▶ **Page**
This basic observation has prompted the development of a variety of different
mathematical theories of concurrency over the past two
decades, and different schools of thought have arisen on the basis of how to
model various kinds of systems and what constitute relevant properties of such systems.
Despite these differences,
there is a basic agreement between the different
schools of thought: models of concurrent systems cannot be
functional.
Unlike the traditional, sequential setting, one cannot view a concurrent system
as a function from inputs to outputs;
it is necessary to take into account the fact that systems do not run in
isolation but interact with other systems and hence
patterns of stimuli/response relationships vary over time.
Instead, models of concurrency typically begin with the basic notion of
atomic action, or ``uninterruptible'' system activity. A system executes by
performing atomic actions; models differ in terms of how to capture the notion
of system execution.
Examples of such theories include the following.
- Automata-based
- theories model systems in terms of states and transitions
between states. In process algebras such as ACP, CCS and CSP,
transitions are labeled by atomic actions; I/O automata also follow
this approach by allowing distinctions between different types of actions.
Petri nets extend this paradigm by encoding spatial-distribution
information within states.
- Action-based
- theories model systems via structures consisting of atomic
actions. One of the earliest of these described systems in terms of the
traces, or sequences of atomic actions, that systems can perform.
Elaborations of this model include acceptance trees and refusal
sets, both of which decorate basic trace information with information
about what stimuli systems may respond to after performing a sequence.

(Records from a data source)
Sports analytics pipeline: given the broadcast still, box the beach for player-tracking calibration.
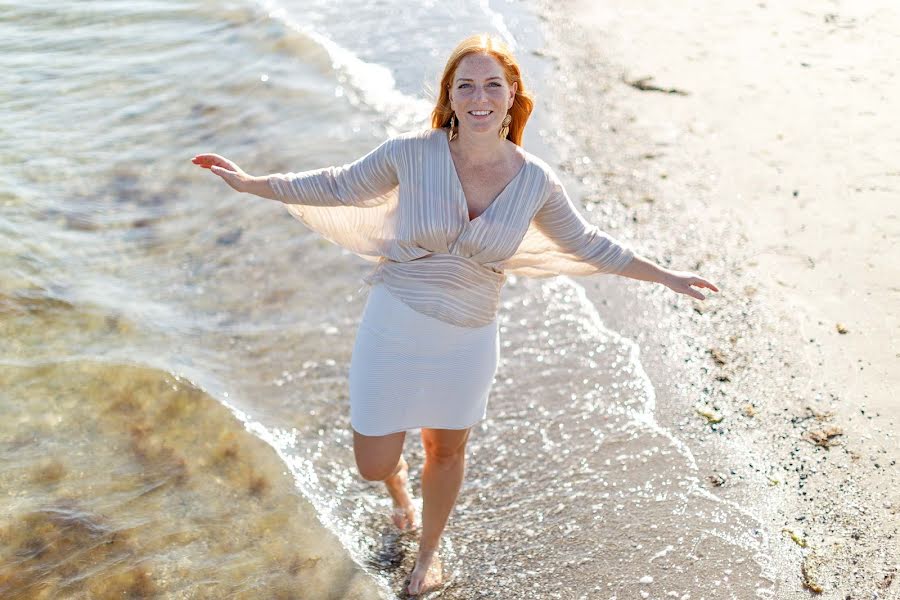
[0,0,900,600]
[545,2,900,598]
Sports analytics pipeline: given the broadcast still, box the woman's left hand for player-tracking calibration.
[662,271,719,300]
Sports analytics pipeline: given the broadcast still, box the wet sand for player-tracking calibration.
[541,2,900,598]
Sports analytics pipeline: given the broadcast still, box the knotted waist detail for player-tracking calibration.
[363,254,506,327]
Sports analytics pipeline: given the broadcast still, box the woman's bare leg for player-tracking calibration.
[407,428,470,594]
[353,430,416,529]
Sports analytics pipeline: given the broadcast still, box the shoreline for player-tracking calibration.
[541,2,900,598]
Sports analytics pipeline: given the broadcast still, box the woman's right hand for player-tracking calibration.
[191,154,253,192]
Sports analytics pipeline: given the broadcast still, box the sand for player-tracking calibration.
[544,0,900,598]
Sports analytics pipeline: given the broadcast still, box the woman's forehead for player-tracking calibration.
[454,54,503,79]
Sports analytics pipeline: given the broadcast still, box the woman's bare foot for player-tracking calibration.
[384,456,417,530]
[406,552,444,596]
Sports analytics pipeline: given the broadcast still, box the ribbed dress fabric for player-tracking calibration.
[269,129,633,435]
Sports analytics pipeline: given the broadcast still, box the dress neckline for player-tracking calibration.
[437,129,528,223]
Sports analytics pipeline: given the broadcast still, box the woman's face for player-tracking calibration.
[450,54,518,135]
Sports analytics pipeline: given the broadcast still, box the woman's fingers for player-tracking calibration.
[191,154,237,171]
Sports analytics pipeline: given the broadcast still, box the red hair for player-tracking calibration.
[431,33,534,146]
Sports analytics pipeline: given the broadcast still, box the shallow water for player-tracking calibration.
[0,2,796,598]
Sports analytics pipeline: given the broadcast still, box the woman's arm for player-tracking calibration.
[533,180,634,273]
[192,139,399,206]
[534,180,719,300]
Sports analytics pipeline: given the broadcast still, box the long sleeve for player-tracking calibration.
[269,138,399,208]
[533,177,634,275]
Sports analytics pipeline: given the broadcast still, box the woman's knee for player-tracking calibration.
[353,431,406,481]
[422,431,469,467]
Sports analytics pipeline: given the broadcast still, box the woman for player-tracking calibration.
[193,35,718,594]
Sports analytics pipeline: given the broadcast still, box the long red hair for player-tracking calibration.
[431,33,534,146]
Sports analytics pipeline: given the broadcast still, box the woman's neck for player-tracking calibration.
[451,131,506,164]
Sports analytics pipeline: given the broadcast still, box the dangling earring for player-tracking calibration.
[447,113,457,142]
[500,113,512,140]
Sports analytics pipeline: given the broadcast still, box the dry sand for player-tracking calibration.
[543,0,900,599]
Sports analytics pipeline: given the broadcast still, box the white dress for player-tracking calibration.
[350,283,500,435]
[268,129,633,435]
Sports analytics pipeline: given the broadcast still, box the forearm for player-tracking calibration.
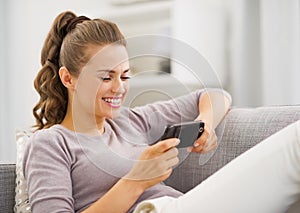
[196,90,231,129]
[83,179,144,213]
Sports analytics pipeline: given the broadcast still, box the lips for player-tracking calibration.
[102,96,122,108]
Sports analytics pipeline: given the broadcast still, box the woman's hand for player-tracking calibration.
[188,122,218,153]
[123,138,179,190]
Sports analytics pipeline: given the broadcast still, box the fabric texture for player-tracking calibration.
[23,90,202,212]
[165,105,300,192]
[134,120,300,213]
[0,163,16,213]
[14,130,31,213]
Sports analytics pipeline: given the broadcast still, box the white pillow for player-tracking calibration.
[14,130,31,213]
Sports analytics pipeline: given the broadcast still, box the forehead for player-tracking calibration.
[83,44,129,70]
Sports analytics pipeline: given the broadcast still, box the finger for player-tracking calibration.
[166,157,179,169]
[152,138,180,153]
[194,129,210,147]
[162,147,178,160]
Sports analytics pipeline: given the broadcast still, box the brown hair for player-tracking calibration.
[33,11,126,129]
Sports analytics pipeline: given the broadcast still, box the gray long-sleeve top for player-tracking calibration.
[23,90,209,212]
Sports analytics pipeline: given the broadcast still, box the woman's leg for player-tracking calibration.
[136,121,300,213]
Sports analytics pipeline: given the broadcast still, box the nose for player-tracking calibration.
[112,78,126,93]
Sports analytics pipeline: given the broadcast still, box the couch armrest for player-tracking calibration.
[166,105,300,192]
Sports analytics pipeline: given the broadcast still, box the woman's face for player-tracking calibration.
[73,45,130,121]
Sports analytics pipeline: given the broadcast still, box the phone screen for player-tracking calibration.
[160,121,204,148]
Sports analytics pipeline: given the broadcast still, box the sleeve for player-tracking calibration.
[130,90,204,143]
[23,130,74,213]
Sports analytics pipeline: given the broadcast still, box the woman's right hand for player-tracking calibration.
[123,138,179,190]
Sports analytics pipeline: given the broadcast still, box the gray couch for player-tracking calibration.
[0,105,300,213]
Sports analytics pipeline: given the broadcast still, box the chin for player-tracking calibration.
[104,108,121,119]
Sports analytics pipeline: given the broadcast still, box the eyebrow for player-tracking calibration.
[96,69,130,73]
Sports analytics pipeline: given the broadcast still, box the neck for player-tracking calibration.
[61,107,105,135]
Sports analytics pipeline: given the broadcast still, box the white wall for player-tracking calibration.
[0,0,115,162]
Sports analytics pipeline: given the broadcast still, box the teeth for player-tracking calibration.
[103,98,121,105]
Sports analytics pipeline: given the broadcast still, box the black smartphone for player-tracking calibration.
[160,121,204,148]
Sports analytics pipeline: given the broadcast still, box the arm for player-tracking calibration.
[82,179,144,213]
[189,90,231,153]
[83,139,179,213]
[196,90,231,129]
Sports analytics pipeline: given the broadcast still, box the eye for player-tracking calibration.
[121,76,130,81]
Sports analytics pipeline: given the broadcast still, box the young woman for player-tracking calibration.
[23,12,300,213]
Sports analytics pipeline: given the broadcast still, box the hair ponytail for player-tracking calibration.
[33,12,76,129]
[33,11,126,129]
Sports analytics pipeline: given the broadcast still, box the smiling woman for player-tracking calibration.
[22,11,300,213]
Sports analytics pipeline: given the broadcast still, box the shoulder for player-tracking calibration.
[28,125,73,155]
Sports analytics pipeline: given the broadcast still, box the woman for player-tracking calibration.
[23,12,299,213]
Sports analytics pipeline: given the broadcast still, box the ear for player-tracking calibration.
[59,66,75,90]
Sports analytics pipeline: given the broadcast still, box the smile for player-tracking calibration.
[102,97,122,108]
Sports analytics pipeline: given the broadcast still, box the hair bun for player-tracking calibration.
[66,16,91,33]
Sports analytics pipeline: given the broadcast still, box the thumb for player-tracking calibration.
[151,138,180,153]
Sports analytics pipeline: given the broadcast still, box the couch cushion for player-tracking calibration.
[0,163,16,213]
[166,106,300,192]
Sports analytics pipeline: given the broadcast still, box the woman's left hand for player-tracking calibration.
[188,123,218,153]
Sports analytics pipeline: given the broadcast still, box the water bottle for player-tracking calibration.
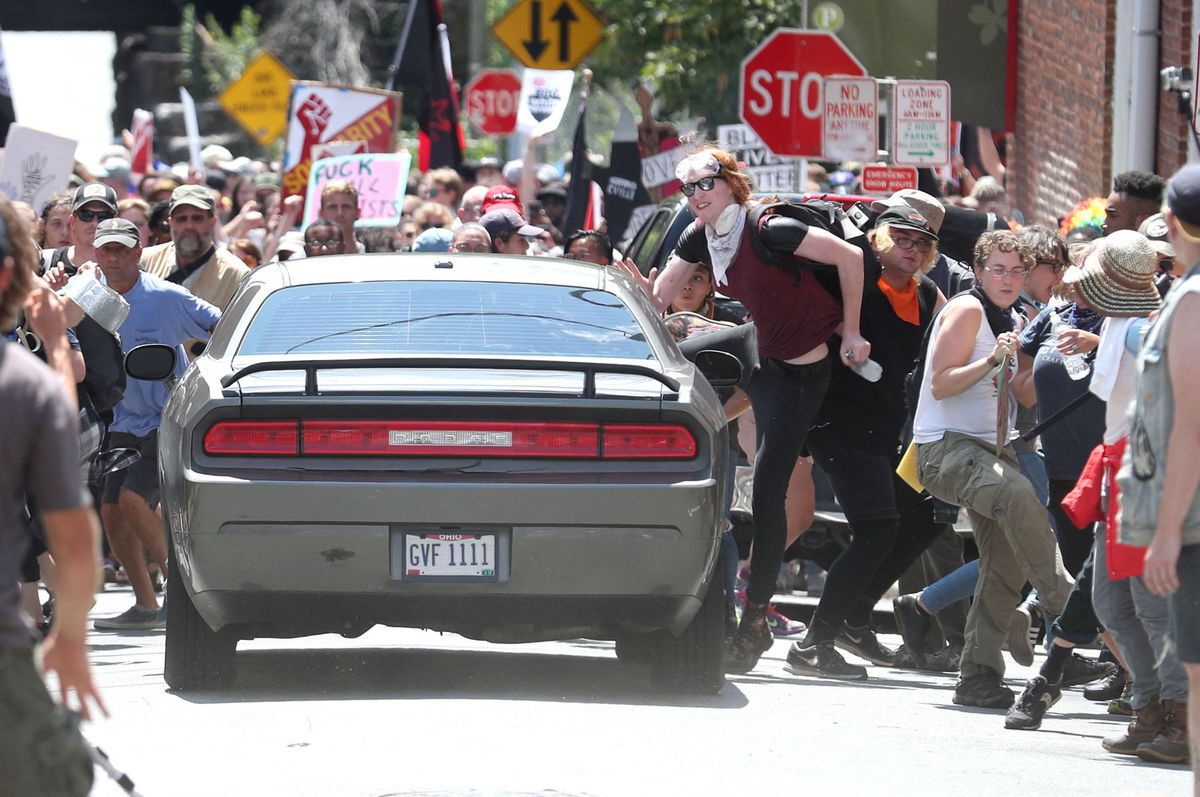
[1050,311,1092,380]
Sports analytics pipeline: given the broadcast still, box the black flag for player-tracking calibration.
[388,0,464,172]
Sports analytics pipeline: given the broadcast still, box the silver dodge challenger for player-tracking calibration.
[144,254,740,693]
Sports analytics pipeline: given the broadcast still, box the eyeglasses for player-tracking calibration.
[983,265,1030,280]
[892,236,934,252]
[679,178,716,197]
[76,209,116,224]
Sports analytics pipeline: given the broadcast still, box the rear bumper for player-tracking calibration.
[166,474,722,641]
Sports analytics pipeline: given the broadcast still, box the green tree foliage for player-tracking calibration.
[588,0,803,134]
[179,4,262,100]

---

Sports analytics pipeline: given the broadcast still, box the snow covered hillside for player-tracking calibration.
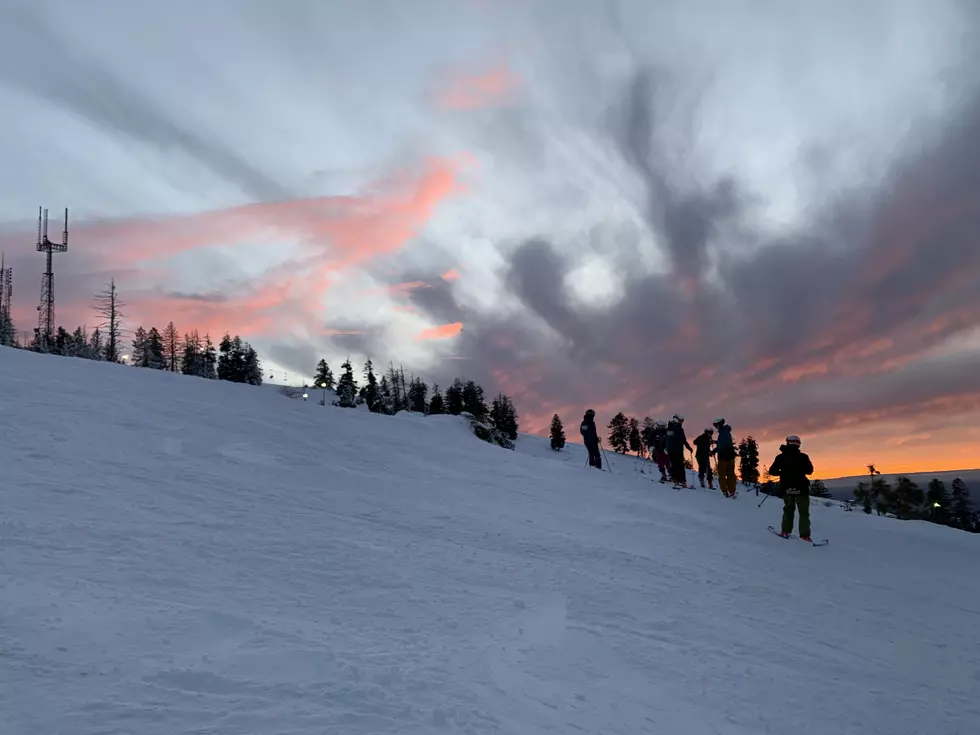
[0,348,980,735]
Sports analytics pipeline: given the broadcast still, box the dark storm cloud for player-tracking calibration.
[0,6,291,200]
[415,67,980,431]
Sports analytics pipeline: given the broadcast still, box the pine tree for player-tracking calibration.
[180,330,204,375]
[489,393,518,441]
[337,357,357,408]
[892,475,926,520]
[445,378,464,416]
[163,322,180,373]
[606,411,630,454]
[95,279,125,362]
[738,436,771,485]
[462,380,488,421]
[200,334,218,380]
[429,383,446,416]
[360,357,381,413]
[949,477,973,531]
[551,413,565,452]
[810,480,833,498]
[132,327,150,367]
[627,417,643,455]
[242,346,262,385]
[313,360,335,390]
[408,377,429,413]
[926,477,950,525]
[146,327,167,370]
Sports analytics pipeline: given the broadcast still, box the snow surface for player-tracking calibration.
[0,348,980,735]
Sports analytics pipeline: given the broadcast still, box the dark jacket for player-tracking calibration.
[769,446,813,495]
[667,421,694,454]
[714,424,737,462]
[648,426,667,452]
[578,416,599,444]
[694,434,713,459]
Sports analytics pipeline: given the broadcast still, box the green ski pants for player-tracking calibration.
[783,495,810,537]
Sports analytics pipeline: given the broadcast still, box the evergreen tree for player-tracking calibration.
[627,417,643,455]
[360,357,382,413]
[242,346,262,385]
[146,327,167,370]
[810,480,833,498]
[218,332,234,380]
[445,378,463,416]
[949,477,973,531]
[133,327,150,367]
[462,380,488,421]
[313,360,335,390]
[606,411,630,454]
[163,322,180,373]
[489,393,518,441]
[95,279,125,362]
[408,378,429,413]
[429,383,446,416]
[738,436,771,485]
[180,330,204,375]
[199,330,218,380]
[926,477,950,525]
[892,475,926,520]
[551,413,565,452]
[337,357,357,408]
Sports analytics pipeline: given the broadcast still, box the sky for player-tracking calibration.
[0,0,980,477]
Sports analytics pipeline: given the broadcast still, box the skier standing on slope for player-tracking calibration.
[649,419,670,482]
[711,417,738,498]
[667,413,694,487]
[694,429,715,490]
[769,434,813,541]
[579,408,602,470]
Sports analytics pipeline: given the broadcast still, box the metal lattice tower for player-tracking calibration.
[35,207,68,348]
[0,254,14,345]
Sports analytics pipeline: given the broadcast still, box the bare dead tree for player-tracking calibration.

--

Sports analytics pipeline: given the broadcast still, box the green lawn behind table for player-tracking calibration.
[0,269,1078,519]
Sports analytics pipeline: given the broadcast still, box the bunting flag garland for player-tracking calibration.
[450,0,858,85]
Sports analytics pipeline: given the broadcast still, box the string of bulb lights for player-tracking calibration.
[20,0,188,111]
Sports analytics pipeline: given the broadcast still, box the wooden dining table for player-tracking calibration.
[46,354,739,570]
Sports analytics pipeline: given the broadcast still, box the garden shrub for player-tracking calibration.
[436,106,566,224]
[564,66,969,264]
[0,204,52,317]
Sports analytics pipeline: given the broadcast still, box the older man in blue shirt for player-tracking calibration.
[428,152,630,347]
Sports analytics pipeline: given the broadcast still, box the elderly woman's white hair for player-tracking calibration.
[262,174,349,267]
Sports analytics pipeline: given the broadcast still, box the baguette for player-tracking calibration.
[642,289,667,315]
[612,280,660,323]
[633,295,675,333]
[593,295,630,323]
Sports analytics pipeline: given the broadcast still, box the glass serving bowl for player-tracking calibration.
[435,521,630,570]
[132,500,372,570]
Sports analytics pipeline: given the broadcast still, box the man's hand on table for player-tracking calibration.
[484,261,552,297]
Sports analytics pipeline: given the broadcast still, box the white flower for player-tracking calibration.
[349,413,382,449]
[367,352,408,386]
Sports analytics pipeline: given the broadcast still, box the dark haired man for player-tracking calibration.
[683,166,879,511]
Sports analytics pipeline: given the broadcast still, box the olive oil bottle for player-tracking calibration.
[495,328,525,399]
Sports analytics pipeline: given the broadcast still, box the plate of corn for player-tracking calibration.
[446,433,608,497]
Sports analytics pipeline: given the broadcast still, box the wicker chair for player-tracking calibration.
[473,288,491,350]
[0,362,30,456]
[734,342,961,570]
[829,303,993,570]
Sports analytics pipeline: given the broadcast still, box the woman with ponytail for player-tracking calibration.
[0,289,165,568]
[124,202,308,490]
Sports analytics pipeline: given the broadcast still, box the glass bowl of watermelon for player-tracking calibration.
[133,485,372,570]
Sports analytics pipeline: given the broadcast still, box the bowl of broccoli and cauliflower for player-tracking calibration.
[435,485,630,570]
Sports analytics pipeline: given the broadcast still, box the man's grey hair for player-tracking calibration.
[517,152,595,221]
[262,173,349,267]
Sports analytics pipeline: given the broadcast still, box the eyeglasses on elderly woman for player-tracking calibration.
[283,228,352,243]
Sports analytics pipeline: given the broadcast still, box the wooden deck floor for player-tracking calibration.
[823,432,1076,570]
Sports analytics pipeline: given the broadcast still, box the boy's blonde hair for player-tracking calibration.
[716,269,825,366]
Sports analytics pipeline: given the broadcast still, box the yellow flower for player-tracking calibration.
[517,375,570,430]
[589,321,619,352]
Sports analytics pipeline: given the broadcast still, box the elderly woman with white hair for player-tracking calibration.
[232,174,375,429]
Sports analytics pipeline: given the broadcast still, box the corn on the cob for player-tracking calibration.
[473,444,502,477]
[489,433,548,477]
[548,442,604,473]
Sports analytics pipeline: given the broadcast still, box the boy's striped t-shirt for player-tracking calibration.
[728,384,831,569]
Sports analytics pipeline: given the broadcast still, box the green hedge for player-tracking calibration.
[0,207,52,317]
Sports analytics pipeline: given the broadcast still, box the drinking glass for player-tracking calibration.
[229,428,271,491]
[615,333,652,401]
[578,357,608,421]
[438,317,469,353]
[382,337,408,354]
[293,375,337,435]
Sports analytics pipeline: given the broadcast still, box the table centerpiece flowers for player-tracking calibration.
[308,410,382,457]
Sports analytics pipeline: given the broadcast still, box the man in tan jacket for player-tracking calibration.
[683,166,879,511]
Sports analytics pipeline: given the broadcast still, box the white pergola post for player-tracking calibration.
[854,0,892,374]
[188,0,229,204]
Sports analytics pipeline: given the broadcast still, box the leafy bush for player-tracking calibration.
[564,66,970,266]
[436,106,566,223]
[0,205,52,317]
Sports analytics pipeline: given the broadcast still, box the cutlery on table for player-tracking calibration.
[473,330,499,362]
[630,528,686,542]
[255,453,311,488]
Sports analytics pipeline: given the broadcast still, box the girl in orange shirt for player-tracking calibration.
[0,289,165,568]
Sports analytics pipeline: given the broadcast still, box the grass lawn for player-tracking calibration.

▶ **Stated exercise 1**
Translate this sentence from the text on concurrency models into Spanish: "A system executes by performing atomic actions; models differ in terms of how to capture the notion of system execution."
▶ **Stated exercise 2**
In the text on concurrency models, what information do Petri nets encode within states?

▶ **Correct result 1**
Un sistema se ejecuta realizando acciones atómicas; los modelos difieren en cuanto a cómo capturar la noción de ejecución del sistema.

▶ **Correct result 2**
Spatial-distribution information.